- **GIVEN TEXT**
>> begin
Momentum damps zig-zag oscillations in steep directions and accelerates along consistent gradients; Adam additionally adapts per-parameter step sizes using first and second moments.

In [None]:
paths = simulate_optimizers()
q3_info = plot_ravine_paths(paths, FIG_DIR / 'q3_ravine_optimizers.png')
q3_info

## Q4 - Non-Linear Models

For RBF-SVM overfitting, decrease `gamma` to widen each point's influence and smooth the boundary. For pruning, larger `alpha` penalizes leaf count more strongly, increasing bias and reducing variance.

In [None]:
q4_info = run_q4_svm_and_pruning(df, FIG_DIR)
q4_info

## Q5 - Unsupervised Learning

Eigenvalues of the covariance matrix are directional variances; explained variance ratio for PC_k is $\lambda_k / \sum_i \lambda_i$. Elbow method works because WCSS always decreases with K, but marginal reduction eventually diminishes.

In [None]:
q5_info = run_q5_unsupervised(df, FIG_DIR)
q5_info

## Q6 - Capstone Explainability (SHAP)

`base_value` is the expected model output over background data. `output_value` is the candidate-specific output. Their difference equals the sum of local SHAP contributions.

In [None]:
q6_info = run_q6_capstone(df, FIG_DIR, SOL_DIR)
q6_info

## Full Run

Run the complete pipeline and regenerate all outputs (`SQL`, figures, markdown answer key, and summary JSON).

In [None]:
summary = run_all(DATA_PATH, FIG_DIR, SOL_DIR)
summary['answer_key_path'], summary['sql_path']

### Deliverables produced by this notebook/script

- `code/solutions/q1_moving_average.sql`
- `code/solutions/complete_solution_key.md`
- `code/solutions/run_summary.json`
- `code/figures/q3_ravine_optimizers.png`
- `code/figures/q4_svm_gamma_sweep.png`
- `code/figures/q4_tree_pruning_curve.png`
- `code/figures/q5_kmeans_elbow.png`
- `code/figures/q6_shap_force_plot.png`
- `code/figures/q6_shap_summary.png`
>> end
- **MATERIAL SUPPLIED**
>> begin
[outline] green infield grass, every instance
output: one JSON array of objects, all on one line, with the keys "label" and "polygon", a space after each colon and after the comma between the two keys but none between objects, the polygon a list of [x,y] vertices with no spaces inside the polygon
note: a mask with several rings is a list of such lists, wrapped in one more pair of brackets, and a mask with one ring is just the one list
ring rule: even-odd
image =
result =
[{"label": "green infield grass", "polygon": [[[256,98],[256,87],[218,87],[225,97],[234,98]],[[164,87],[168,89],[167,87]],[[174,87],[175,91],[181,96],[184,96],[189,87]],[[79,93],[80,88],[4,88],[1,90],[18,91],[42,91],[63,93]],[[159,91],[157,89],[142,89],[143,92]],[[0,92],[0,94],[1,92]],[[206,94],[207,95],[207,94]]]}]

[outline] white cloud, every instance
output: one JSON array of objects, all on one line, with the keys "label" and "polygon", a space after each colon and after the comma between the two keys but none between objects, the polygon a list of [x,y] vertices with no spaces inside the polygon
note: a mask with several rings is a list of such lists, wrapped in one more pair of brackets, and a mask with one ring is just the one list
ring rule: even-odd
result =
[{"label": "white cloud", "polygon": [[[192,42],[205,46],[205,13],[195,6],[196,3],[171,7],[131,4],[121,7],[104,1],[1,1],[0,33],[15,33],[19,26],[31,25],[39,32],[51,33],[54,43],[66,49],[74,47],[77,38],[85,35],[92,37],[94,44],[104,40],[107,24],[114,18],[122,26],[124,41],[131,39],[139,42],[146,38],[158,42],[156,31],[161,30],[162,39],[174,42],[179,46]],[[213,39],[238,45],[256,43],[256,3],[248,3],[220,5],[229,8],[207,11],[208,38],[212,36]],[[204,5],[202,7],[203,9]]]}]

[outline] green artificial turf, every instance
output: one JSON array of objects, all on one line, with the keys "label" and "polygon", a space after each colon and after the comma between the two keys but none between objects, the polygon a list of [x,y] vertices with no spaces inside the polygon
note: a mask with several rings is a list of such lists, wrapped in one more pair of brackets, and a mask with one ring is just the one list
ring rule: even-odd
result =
>> end
- **SHORT EXERCISE**
From the notebook excerpt above, write out the passage between "Eigenvalues of the" and "reduction eventually diminishes.", inclusive.

- **RESPONSE FOR THIS EXERCISE**
Eigenvalues of the covariance matrix are directional variances; explained variance ratio for PC_k is $\lambda_k / \sum_i \lambda_i$. Elbow method works because WCSS always decreases with K, but marginal reduction eventually diminishes.